======== ENTRIES SHOWN ========
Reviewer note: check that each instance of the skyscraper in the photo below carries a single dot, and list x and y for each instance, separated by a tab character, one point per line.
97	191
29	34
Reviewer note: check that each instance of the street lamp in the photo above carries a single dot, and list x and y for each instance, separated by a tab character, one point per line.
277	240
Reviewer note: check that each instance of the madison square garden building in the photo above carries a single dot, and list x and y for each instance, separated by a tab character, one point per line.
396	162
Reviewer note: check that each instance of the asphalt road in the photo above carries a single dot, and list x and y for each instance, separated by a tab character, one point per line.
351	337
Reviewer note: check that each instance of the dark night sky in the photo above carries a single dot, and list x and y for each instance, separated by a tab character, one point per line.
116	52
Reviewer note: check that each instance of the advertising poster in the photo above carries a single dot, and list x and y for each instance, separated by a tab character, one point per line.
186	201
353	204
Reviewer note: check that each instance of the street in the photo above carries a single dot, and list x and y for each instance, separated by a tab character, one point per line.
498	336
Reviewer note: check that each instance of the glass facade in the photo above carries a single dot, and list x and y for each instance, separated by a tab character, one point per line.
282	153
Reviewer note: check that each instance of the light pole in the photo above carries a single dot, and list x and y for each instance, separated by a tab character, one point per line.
========
### WHAT THE TASK REQUIRES
Copy out the data exactly, keeping each line whole.

### ANSWER FOR THE TASK
Reviewer note: check that each instance of the skyscraper in the photo below carries a single dot, and list x and y for each instance, separated by a tab character, one point per line.
97	191
29	34
Reviewer note: check that each instance of the street lamp in the photo above carries a single dot, and list x and y for each instance, separated by a tab character, one point per line.
277	240
Reviewer note: check that each instance of the madison square garden building in the photo above carries a single dot, and list x and y for each instance, separated by a tab character, one point per line.
396	162
Reviewer note: check that each instance of the asphalt road in the photo above carries a single dot, and list x and y for each instance, separated by a tab character, one point per line.
351	337
Reviewer note: check that each instance of the dark night sky in the photo above carries a single dot, and list x and y for each instance, separated by a tab character, one point per line.
116	52
Reviewer note: check that each instance of the advertising poster in the photo above carries a single dot, and list x and y for each instance, separated by a tab character, one point per line.
186	201
353	204
Reviewer note: check that each instance of the street in the photo above carries a single dot, and list x and y for each instance, separated by a tab character, one point per line.
498	336
Reviewer note: check that each instance of the glass facade in the photo above carries a single dot, and list x and y for each instance, separated by a tab character, one point per line.
282	153
Reviewer note: check that each instance of the light pole in the photo above carries a single dot, and list x and y for each instance, separated by a tab character, one point per line.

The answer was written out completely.